_YOUR INSTRUCTIONS_:
Set down, please, the line that contains "the red awning" and every line that follows it to the end of the records, exactly; do not include pictures.

_EXTRACTED MATERIAL_:
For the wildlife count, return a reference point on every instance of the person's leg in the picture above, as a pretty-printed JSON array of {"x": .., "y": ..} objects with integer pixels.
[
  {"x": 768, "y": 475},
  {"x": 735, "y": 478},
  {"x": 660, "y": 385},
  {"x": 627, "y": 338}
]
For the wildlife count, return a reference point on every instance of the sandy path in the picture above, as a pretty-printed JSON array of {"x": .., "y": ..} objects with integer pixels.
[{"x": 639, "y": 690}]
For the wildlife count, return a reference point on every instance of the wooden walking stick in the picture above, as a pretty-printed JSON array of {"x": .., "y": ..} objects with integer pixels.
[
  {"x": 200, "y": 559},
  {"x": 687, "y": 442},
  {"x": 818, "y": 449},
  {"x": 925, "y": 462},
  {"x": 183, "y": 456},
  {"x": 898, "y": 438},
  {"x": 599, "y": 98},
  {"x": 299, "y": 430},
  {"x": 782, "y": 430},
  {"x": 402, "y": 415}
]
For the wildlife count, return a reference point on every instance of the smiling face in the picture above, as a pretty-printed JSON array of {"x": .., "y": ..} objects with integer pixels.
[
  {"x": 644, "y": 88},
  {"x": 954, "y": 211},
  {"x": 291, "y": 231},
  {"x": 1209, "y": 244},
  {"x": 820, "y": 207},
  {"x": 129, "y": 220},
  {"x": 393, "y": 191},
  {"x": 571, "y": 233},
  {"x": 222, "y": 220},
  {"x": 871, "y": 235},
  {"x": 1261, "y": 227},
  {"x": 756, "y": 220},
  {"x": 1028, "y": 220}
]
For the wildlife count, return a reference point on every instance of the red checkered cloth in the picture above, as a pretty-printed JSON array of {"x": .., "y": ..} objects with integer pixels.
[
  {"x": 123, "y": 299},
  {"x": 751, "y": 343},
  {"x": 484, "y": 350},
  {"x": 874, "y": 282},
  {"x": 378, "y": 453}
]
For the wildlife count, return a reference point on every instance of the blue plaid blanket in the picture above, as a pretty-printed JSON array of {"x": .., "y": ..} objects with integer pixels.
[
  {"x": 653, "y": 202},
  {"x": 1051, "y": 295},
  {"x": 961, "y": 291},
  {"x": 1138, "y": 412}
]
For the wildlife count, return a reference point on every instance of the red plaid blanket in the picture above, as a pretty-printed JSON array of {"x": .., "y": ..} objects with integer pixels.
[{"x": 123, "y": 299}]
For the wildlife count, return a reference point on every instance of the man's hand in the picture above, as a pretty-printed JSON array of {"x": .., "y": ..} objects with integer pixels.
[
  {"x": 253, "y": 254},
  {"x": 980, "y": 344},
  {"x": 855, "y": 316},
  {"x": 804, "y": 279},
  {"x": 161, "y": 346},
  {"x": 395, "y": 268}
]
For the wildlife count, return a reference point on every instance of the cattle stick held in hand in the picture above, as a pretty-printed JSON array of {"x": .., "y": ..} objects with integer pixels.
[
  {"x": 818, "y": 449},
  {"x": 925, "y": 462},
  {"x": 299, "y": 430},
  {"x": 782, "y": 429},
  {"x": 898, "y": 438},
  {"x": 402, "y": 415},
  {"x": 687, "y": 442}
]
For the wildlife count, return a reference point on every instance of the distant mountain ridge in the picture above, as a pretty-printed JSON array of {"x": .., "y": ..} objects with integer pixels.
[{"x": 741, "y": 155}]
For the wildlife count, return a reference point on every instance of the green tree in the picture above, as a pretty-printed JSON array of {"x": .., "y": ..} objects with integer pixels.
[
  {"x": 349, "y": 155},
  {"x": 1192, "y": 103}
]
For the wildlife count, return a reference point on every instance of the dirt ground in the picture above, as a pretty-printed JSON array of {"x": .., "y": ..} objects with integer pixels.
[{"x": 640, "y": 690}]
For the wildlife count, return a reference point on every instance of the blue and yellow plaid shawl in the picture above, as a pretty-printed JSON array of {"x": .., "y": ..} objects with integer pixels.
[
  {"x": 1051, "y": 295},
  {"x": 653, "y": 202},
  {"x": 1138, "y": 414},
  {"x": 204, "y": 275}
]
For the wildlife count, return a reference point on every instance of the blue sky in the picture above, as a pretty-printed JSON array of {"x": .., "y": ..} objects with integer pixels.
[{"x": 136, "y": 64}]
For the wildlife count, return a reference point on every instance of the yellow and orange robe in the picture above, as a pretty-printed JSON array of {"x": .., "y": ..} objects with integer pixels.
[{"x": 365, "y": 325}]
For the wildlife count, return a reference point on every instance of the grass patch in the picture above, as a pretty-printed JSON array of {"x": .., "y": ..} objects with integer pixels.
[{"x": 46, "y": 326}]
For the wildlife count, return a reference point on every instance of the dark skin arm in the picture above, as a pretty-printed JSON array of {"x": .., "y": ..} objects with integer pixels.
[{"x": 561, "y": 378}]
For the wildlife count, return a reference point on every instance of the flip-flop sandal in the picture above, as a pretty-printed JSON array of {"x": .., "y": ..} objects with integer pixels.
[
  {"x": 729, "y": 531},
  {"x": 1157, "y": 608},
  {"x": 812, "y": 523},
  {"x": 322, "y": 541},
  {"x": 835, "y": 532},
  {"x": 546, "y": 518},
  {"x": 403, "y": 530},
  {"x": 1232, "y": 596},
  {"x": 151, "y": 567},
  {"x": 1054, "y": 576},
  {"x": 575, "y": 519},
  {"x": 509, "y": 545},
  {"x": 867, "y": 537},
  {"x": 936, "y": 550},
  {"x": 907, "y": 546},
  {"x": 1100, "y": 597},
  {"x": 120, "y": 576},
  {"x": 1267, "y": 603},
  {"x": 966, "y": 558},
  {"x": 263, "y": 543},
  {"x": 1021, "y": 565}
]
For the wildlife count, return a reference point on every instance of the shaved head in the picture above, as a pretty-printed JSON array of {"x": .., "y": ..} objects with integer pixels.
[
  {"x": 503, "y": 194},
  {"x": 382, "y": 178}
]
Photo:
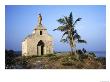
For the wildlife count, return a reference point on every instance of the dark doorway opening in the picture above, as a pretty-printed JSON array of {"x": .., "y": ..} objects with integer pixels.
[{"x": 40, "y": 48}]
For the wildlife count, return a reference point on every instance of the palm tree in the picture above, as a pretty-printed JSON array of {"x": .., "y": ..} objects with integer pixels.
[{"x": 70, "y": 34}]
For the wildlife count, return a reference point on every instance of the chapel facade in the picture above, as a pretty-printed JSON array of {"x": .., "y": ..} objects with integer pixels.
[{"x": 39, "y": 42}]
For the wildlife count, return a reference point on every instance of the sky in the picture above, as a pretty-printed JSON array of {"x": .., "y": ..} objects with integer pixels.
[{"x": 21, "y": 20}]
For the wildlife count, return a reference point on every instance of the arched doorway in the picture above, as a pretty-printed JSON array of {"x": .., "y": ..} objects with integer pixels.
[{"x": 40, "y": 48}]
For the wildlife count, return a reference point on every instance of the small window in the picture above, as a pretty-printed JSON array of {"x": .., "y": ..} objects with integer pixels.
[{"x": 40, "y": 32}]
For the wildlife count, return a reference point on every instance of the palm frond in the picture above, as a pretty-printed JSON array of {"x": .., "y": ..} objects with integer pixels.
[
  {"x": 60, "y": 28},
  {"x": 79, "y": 19},
  {"x": 61, "y": 21}
]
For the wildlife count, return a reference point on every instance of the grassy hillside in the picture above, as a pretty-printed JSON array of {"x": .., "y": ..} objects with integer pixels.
[{"x": 55, "y": 61}]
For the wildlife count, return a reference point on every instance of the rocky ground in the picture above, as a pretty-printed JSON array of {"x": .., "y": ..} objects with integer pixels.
[{"x": 62, "y": 61}]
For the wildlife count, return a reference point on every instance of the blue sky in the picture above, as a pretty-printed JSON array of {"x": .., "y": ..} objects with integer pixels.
[{"x": 21, "y": 20}]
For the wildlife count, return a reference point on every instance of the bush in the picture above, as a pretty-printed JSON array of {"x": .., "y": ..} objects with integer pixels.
[
  {"x": 92, "y": 54},
  {"x": 49, "y": 55}
]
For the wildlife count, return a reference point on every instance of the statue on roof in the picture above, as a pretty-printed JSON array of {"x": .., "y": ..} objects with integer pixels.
[{"x": 39, "y": 19}]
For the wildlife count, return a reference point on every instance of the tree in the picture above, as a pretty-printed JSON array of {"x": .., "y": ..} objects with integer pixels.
[{"x": 70, "y": 34}]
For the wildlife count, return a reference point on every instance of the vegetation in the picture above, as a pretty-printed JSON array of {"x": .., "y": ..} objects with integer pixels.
[
  {"x": 54, "y": 61},
  {"x": 70, "y": 34}
]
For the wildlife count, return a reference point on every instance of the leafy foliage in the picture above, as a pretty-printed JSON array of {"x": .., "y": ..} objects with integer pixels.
[{"x": 70, "y": 34}]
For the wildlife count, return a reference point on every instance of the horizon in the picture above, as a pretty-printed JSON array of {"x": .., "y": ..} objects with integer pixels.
[{"x": 21, "y": 20}]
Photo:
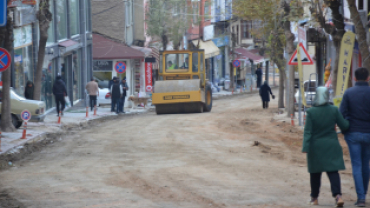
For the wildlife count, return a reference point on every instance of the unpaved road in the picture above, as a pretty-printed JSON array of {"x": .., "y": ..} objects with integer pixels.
[{"x": 188, "y": 160}]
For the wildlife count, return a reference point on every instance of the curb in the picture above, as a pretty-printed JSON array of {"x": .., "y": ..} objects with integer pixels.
[{"x": 40, "y": 141}]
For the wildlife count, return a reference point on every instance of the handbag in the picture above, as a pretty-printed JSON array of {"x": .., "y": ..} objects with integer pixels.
[{"x": 68, "y": 102}]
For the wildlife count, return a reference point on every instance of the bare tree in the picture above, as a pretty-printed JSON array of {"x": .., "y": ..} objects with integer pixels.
[
  {"x": 45, "y": 17},
  {"x": 6, "y": 40}
]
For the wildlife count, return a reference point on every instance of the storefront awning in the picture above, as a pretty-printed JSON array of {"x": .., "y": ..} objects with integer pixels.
[
  {"x": 105, "y": 48},
  {"x": 245, "y": 54},
  {"x": 210, "y": 49}
]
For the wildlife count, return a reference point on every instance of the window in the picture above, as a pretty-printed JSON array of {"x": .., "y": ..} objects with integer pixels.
[
  {"x": 74, "y": 17},
  {"x": 51, "y": 37},
  {"x": 177, "y": 63},
  {"x": 195, "y": 62},
  {"x": 245, "y": 26},
  {"x": 88, "y": 15},
  {"x": 62, "y": 19},
  {"x": 360, "y": 4},
  {"x": 195, "y": 12},
  {"x": 207, "y": 11}
]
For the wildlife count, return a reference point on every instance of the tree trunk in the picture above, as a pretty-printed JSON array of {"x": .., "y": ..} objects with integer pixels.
[
  {"x": 44, "y": 16},
  {"x": 7, "y": 39},
  {"x": 360, "y": 34}
]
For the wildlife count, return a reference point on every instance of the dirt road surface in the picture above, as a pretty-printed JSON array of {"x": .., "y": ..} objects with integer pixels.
[{"x": 238, "y": 155}]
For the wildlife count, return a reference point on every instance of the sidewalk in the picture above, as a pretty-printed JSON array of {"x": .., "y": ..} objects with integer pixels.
[{"x": 12, "y": 143}]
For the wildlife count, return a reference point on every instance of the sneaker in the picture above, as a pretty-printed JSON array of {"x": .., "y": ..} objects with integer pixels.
[
  {"x": 313, "y": 201},
  {"x": 360, "y": 203},
  {"x": 339, "y": 201}
]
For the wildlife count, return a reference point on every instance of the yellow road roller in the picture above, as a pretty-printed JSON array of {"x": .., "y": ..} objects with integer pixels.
[{"x": 182, "y": 86}]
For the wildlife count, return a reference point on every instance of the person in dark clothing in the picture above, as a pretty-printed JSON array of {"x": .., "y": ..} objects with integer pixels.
[
  {"x": 124, "y": 93},
  {"x": 355, "y": 108},
  {"x": 259, "y": 76},
  {"x": 116, "y": 94},
  {"x": 28, "y": 91},
  {"x": 265, "y": 90},
  {"x": 59, "y": 91}
]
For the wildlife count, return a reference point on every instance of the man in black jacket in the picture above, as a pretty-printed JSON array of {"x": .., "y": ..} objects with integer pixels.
[
  {"x": 59, "y": 91},
  {"x": 116, "y": 94}
]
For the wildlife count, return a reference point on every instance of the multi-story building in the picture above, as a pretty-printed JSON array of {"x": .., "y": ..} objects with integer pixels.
[{"x": 68, "y": 48}]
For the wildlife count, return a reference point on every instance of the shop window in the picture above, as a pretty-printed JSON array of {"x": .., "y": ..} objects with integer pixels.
[
  {"x": 76, "y": 74},
  {"x": 47, "y": 81},
  {"x": 74, "y": 17},
  {"x": 195, "y": 62},
  {"x": 51, "y": 34},
  {"x": 62, "y": 19},
  {"x": 23, "y": 68}
]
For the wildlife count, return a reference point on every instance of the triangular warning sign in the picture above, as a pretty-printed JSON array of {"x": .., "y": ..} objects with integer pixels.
[{"x": 306, "y": 59}]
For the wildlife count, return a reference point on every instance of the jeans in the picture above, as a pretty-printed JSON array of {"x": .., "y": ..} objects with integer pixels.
[
  {"x": 315, "y": 179},
  {"x": 122, "y": 104},
  {"x": 59, "y": 100},
  {"x": 359, "y": 150},
  {"x": 115, "y": 105},
  {"x": 92, "y": 101}
]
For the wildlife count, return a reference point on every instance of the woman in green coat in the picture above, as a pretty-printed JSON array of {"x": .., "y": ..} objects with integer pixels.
[{"x": 324, "y": 153}]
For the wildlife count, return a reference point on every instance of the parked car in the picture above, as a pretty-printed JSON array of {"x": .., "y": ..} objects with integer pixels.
[
  {"x": 309, "y": 91},
  {"x": 19, "y": 103}
]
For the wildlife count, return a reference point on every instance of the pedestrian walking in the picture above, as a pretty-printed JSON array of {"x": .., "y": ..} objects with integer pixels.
[
  {"x": 59, "y": 91},
  {"x": 116, "y": 94},
  {"x": 355, "y": 107},
  {"x": 259, "y": 76},
  {"x": 124, "y": 94},
  {"x": 92, "y": 89},
  {"x": 320, "y": 142},
  {"x": 28, "y": 91},
  {"x": 265, "y": 92}
]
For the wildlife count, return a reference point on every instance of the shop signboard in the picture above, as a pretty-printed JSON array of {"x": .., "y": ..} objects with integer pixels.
[
  {"x": 102, "y": 65},
  {"x": 221, "y": 41},
  {"x": 14, "y": 3},
  {"x": 148, "y": 77}
]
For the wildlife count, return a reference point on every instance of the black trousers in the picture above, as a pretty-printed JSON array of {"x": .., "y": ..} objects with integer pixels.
[
  {"x": 59, "y": 100},
  {"x": 315, "y": 179},
  {"x": 92, "y": 101}
]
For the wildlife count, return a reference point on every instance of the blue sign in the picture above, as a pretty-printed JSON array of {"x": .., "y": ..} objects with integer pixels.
[
  {"x": 3, "y": 13},
  {"x": 236, "y": 63},
  {"x": 26, "y": 115}
]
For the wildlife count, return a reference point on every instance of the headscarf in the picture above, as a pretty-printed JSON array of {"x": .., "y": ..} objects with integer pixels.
[{"x": 322, "y": 96}]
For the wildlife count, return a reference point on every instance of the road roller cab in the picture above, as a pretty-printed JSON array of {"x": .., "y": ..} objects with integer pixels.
[{"x": 182, "y": 86}]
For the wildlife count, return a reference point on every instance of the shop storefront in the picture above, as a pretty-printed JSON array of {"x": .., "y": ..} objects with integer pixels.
[
  {"x": 23, "y": 58},
  {"x": 110, "y": 56}
]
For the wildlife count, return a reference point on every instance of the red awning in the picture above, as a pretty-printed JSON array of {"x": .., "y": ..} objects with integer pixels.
[
  {"x": 245, "y": 54},
  {"x": 104, "y": 48}
]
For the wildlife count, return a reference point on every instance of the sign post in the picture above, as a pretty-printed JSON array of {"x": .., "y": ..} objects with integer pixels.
[
  {"x": 26, "y": 116},
  {"x": 5, "y": 59},
  {"x": 3, "y": 13},
  {"x": 345, "y": 58},
  {"x": 148, "y": 77}
]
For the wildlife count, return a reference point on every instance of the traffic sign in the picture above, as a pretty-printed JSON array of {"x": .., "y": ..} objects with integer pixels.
[
  {"x": 3, "y": 13},
  {"x": 26, "y": 115},
  {"x": 305, "y": 57},
  {"x": 236, "y": 63},
  {"x": 5, "y": 59},
  {"x": 120, "y": 67}
]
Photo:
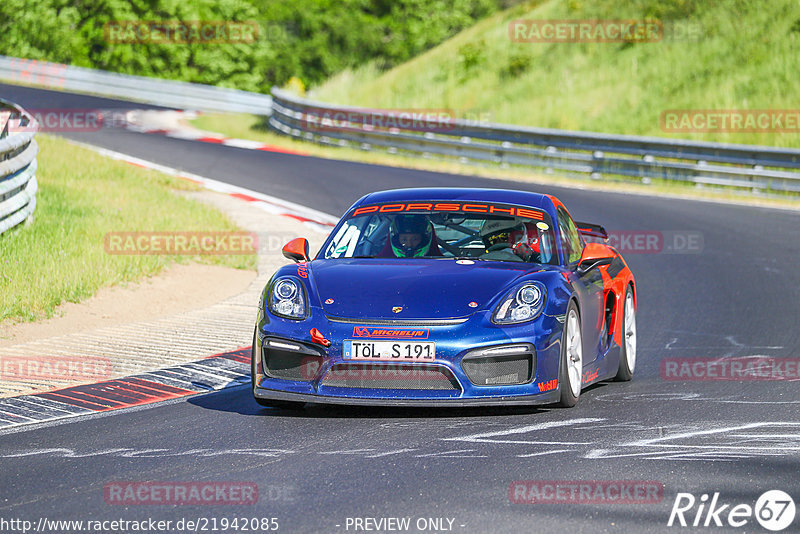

_EXPECTED OUTPUT_:
For the wildlife count, return a reference point on every instance of the red awning in the picture above, as a pretty-printed JSON array of {"x": .., "y": ..} objects with integer pixels.
[
  {"x": 245, "y": 54},
  {"x": 104, "y": 48}
]
For the wildlife count, return a reference point on every instance of the sign post in the picture above, as a pretty-printed JSON array of {"x": .., "y": ..} objects with integer pixels.
[
  {"x": 26, "y": 116},
  {"x": 5, "y": 59},
  {"x": 3, "y": 13},
  {"x": 345, "y": 58},
  {"x": 148, "y": 77}
]
For the wildlife count, return a reference point on every instance of the traffic sign in the picture above, as a pretty-printed JSON array of {"x": .., "y": ..} objects with integer pixels.
[
  {"x": 3, "y": 13},
  {"x": 26, "y": 115},
  {"x": 305, "y": 57},
  {"x": 236, "y": 63},
  {"x": 5, "y": 59},
  {"x": 120, "y": 67}
]
Photo:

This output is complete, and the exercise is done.